THE INPUT:
━━━━━━━━

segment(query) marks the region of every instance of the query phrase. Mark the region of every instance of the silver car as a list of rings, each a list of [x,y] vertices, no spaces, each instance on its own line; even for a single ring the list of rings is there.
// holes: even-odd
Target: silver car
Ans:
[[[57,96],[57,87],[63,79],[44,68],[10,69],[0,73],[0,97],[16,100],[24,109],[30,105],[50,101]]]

━━━━━━━━

WHAT THIS TASK INVOLVES: Copy the entries above line for line, with no changes.

RESPONSE TO THE EXERCISE:
segment(query) marks the region of every instance of the query phrase. Mark the region of every instance of the silver car as a list of rings, each a list of [x,y] vertices, no spaces, each instance on its own line; even for a single ring the list of rings is there.
// holes: even-odd
Target: silver car
Ans:
[[[57,96],[57,87],[63,79],[44,68],[10,69],[0,73],[0,97],[16,100],[24,109],[30,105],[50,101]]]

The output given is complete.